● PETIKAN TEKS:

========================================================================

Kisah Inspiratif
Ibu, Sekolah Kehidupan
Oleh. Sri Suratni
SSCQMedia.Com- Ada banyak cerita tentang ibu yang setiap kita bisa mengulasnya dengan apik. Baik cerita suka maupun duka, bahagia dan derita, perjuangan, pengorbanan, pengasuhan, pendidikan, penjagaan, dan banyak lagi hal lain yang bersumber dari seorang ibu.
Ibu, semua hal tentangmu, kini bisa aku rasakan. Aku lebih banyak berempati padamu, setelah aku menjadi seorang istri bagi suamiku dan ibu bagi anak-anakku.
Ibu ..., maafkan aku jika dulu suka membantah dan tidak mengindahkan omonganmu. Terkadang engkau memanggilku untuk suatu keperluan, namun aku lambat meresponnya. Tapi engkau tidak pernah marah. Bahkan engkau sering memberiku nasihat, namun aku suka cuek dan terkadang abai akan nasihatmu.

========================================================================

Dalam teks tentang ibu, bagaimana sikap ibu ketika pencerita lambat menanggapi panggilannya?

(Baris yang dikutip dari sebuah koleksi)
========================================================================

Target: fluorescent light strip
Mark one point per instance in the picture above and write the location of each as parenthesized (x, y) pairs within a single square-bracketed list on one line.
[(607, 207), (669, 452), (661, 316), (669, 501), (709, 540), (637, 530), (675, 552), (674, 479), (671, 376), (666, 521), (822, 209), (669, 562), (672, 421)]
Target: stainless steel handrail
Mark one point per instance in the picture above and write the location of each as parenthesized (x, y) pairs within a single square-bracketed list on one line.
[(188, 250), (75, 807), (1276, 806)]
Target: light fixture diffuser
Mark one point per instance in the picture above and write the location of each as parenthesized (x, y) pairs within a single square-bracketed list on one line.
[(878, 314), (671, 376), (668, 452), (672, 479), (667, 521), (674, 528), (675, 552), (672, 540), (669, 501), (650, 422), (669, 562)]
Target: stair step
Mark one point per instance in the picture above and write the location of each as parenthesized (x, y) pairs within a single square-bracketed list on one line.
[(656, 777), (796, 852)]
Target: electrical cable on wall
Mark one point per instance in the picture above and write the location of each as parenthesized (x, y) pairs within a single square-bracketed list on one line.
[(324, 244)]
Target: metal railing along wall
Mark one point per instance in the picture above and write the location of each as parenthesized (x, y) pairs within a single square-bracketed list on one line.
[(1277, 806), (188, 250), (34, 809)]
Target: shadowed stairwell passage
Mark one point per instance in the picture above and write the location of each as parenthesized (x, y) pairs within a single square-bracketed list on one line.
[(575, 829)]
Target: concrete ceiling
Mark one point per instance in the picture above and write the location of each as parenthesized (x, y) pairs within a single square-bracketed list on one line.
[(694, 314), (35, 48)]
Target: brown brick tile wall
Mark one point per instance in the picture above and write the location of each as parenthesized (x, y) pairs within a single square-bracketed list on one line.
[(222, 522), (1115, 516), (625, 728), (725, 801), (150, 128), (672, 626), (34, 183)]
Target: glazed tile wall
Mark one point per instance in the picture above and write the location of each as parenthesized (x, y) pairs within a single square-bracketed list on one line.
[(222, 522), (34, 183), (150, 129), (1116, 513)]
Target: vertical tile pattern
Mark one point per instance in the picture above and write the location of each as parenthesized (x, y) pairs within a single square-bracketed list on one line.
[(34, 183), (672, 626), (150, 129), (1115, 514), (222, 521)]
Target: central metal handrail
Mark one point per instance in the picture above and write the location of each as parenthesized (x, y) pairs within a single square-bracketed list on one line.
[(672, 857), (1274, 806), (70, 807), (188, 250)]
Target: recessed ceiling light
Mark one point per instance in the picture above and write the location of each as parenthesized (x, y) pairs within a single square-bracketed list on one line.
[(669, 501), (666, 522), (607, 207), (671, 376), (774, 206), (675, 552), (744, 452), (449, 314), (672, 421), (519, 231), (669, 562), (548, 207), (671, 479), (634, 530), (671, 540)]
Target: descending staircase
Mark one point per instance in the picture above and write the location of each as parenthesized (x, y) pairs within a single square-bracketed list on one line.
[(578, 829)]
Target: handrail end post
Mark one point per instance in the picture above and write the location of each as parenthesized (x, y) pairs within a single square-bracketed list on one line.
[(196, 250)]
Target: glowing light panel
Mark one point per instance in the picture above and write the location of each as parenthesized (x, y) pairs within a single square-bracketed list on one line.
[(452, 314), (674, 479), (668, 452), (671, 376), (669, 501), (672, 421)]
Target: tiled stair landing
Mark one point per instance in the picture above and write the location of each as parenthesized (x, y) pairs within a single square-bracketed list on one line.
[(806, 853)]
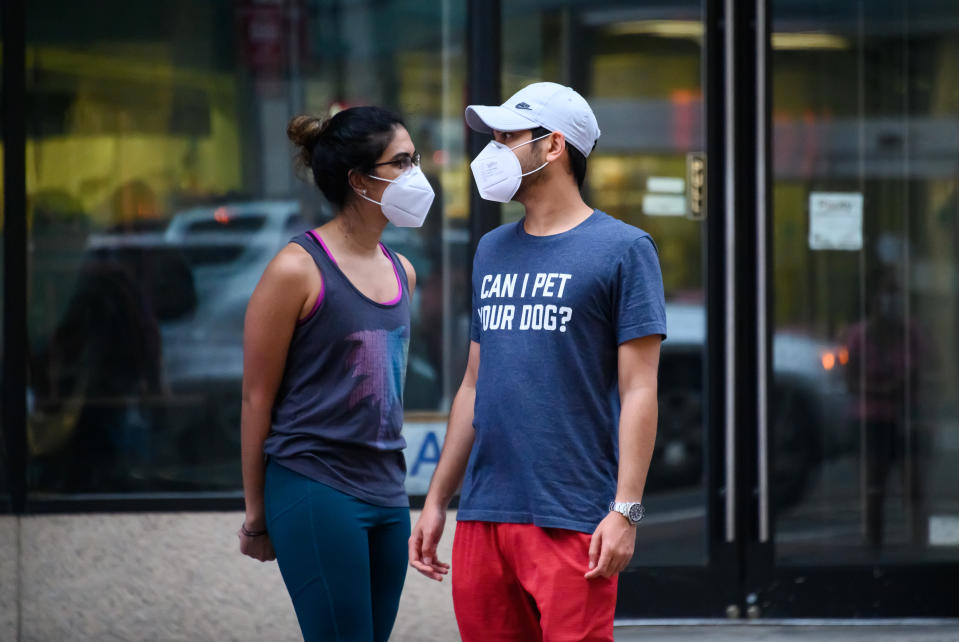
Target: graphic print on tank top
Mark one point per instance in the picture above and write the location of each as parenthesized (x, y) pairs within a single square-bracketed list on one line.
[(378, 385)]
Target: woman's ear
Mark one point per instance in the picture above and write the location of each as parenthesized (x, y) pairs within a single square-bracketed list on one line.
[(357, 184)]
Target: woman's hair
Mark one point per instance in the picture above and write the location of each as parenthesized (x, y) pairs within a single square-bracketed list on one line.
[(352, 139)]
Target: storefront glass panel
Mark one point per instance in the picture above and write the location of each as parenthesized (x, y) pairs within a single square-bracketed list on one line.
[(865, 122), (160, 183)]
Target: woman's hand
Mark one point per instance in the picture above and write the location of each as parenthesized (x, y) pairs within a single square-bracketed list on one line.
[(256, 544)]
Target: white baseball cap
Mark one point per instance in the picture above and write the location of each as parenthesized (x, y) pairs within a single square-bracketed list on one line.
[(542, 104)]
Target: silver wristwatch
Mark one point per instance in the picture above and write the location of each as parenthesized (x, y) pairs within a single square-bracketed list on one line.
[(632, 511)]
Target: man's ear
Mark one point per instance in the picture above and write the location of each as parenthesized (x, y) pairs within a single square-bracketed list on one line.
[(557, 145)]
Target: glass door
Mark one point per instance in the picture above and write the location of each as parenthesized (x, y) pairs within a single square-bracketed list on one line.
[(864, 312)]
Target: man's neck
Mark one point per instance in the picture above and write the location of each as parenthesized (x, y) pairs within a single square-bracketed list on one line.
[(553, 206)]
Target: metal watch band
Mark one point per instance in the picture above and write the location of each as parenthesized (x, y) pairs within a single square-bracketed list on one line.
[(632, 511)]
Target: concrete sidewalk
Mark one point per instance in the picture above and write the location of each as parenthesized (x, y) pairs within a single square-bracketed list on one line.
[(791, 632), (179, 576)]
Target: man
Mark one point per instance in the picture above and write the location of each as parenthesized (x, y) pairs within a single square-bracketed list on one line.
[(554, 423)]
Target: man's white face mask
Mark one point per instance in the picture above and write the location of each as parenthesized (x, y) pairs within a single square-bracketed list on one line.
[(497, 171)]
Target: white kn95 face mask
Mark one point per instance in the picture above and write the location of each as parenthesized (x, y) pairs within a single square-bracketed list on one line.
[(497, 171), (407, 198)]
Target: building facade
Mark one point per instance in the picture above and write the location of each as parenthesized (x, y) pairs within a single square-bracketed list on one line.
[(797, 162)]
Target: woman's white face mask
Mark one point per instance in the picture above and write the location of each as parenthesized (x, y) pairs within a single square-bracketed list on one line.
[(497, 171), (407, 199)]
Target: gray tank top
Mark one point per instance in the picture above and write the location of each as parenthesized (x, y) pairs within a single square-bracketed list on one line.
[(339, 408)]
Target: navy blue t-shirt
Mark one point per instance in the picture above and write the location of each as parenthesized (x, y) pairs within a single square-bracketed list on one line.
[(549, 313)]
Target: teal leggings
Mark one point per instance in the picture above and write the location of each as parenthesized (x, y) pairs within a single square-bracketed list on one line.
[(343, 560)]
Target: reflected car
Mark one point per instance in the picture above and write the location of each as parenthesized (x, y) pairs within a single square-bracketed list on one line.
[(806, 407)]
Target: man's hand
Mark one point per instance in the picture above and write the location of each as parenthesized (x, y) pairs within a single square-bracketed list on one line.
[(426, 535), (611, 547)]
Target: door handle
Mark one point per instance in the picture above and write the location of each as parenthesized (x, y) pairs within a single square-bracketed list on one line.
[(731, 201), (762, 263)]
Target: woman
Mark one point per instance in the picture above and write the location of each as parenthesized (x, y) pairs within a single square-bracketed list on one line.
[(325, 346)]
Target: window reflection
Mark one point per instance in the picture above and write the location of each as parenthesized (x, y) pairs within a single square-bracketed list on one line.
[(865, 120), (160, 183)]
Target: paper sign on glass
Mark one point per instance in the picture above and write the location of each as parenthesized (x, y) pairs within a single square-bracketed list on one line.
[(835, 221)]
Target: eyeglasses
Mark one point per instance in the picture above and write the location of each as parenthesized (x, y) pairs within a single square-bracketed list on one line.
[(403, 162)]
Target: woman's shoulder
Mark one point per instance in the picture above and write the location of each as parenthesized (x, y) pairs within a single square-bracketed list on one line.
[(292, 265)]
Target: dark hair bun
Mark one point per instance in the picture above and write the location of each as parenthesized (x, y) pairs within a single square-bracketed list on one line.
[(303, 131), (352, 139)]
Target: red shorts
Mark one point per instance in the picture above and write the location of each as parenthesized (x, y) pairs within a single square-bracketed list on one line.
[(520, 582)]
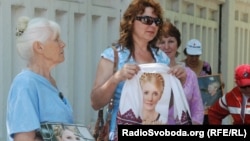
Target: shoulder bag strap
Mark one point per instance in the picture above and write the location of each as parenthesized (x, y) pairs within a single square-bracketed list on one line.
[(110, 106)]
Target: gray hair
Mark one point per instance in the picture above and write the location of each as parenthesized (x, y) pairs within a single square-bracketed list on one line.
[(29, 31)]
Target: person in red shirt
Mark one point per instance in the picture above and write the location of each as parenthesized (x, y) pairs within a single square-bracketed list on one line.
[(236, 102)]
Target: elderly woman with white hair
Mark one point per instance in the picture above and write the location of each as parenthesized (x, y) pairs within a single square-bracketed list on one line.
[(33, 96)]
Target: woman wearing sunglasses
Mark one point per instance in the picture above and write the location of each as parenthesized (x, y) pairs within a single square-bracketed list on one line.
[(139, 30)]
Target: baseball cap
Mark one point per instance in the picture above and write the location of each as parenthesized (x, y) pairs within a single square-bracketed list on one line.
[(193, 47), (242, 75)]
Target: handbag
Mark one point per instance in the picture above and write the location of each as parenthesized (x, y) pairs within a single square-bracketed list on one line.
[(101, 131)]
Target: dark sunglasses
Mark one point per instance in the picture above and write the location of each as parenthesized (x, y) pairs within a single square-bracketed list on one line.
[(149, 20), (244, 87)]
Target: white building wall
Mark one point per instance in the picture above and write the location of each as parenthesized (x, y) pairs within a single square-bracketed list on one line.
[(89, 26)]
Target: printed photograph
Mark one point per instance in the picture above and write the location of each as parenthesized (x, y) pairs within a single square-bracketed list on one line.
[(65, 132), (211, 89)]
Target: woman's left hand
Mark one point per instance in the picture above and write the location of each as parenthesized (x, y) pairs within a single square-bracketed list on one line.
[(180, 72)]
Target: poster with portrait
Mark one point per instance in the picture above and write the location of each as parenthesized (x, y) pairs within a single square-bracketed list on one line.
[(211, 89), (148, 96), (64, 132)]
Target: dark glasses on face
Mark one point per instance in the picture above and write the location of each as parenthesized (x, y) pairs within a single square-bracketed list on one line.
[(149, 20)]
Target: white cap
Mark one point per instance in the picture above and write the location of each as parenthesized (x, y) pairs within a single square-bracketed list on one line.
[(194, 47)]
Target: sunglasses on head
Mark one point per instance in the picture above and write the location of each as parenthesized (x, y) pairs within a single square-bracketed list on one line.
[(149, 20)]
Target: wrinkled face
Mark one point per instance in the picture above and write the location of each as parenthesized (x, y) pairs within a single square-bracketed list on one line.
[(169, 46), (192, 60), (54, 50), (68, 135), (143, 31), (151, 95)]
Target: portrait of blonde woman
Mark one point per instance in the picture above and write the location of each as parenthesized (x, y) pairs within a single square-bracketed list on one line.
[(152, 85)]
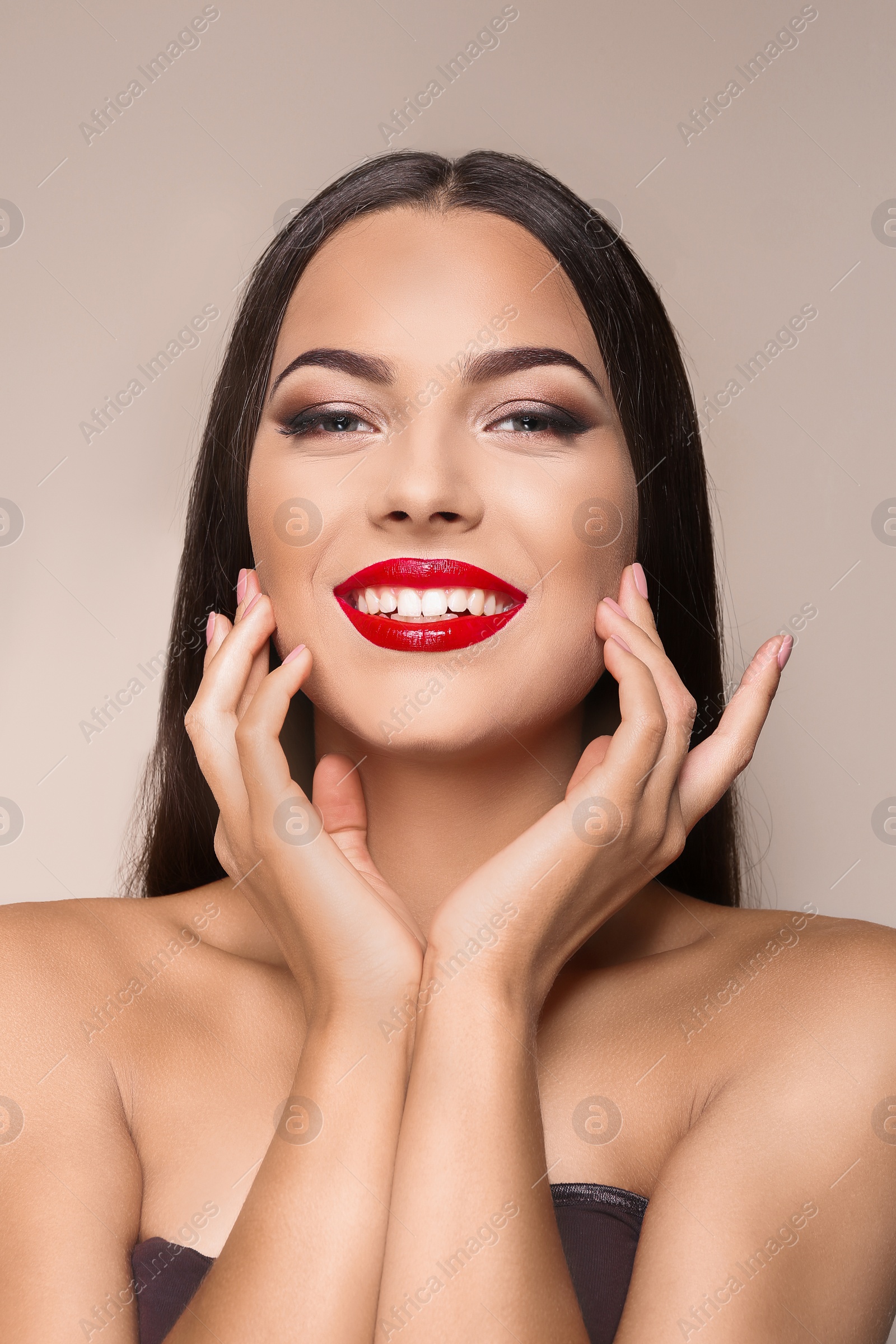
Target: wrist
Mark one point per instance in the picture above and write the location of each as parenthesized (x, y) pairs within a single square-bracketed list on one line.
[(457, 973)]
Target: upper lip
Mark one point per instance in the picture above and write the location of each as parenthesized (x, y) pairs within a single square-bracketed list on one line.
[(412, 572)]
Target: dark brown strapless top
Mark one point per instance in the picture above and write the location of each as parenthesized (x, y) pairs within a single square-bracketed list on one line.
[(600, 1228)]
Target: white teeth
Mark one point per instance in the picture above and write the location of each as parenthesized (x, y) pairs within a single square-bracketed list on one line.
[(409, 604), (430, 604), (435, 603)]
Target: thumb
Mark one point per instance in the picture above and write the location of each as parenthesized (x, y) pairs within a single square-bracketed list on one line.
[(338, 792)]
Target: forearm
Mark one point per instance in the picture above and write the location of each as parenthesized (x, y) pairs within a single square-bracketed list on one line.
[(305, 1254), (473, 1249)]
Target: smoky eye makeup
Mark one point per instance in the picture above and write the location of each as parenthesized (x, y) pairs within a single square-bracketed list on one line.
[(325, 420), (539, 418)]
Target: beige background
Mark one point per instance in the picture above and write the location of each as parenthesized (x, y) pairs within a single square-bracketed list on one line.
[(128, 237)]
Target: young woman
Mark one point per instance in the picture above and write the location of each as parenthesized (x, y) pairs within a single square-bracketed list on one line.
[(428, 1049)]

========================================================================

● HASIL AKHIR: Ibu tidak pernah marah.